**Task to complete:** Pick out each line of the entries below that contains the word "mantis".

**Exercise input:**
--- BEGIN ---

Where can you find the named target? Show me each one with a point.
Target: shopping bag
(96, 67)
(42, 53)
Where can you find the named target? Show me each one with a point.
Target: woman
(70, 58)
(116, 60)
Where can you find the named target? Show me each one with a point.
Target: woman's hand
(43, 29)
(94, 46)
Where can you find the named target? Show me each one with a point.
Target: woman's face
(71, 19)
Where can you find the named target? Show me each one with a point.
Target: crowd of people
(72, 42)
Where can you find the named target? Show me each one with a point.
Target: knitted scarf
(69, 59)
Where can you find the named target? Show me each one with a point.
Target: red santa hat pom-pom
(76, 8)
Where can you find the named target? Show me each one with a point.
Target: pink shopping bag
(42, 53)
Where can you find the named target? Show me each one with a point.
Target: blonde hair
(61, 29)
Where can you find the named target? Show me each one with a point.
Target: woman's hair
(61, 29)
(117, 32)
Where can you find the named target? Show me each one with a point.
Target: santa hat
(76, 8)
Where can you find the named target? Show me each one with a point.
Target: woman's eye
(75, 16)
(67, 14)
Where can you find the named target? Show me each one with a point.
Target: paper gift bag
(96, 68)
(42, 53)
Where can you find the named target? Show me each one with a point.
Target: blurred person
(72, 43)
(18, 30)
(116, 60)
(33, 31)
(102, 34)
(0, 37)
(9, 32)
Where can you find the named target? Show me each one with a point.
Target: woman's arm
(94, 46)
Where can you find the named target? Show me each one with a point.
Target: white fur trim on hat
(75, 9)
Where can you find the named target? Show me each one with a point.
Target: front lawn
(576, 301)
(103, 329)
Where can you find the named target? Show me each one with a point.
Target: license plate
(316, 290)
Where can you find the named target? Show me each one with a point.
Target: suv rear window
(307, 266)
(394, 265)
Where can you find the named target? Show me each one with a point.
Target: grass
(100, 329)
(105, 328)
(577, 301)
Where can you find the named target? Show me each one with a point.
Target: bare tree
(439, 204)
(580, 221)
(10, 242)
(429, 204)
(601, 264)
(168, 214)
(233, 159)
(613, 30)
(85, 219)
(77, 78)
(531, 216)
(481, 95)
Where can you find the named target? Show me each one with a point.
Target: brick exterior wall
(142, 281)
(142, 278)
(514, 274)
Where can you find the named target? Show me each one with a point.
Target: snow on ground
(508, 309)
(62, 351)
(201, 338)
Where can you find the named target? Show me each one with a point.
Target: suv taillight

--- END ---
--- BEGIN ---

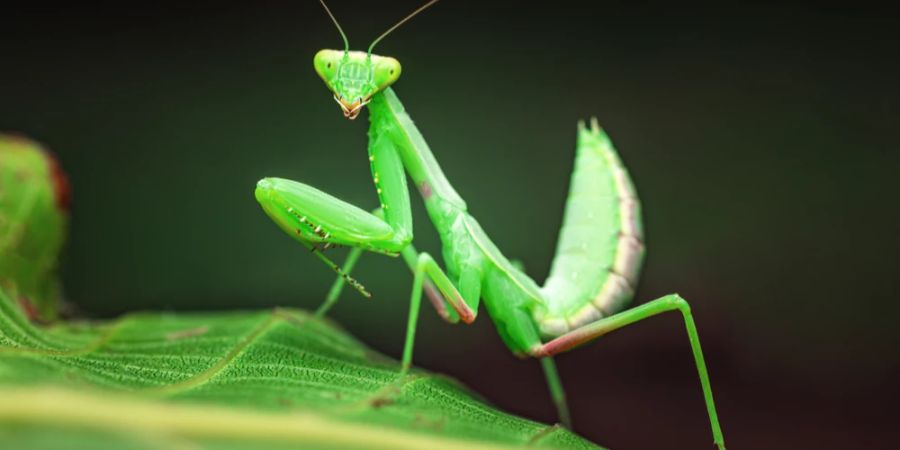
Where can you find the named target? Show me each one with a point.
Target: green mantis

--- END ---
--- BEGIN ---

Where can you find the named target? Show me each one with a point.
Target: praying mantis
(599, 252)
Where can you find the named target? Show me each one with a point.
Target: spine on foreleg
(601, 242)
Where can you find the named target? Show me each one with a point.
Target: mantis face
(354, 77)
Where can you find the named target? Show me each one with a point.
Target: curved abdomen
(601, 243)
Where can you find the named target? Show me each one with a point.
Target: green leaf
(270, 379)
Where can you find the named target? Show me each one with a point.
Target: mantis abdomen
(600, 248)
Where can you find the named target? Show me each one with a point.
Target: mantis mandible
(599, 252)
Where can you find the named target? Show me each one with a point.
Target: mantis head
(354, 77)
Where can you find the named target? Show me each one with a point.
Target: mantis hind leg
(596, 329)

--- END ---

**Result:**
Target: green mantis
Target: praying mantis
Target: mantis face
Target: mantis abdomen
Target: mantis mandible
Target: mantis head
Target: mantis hind leg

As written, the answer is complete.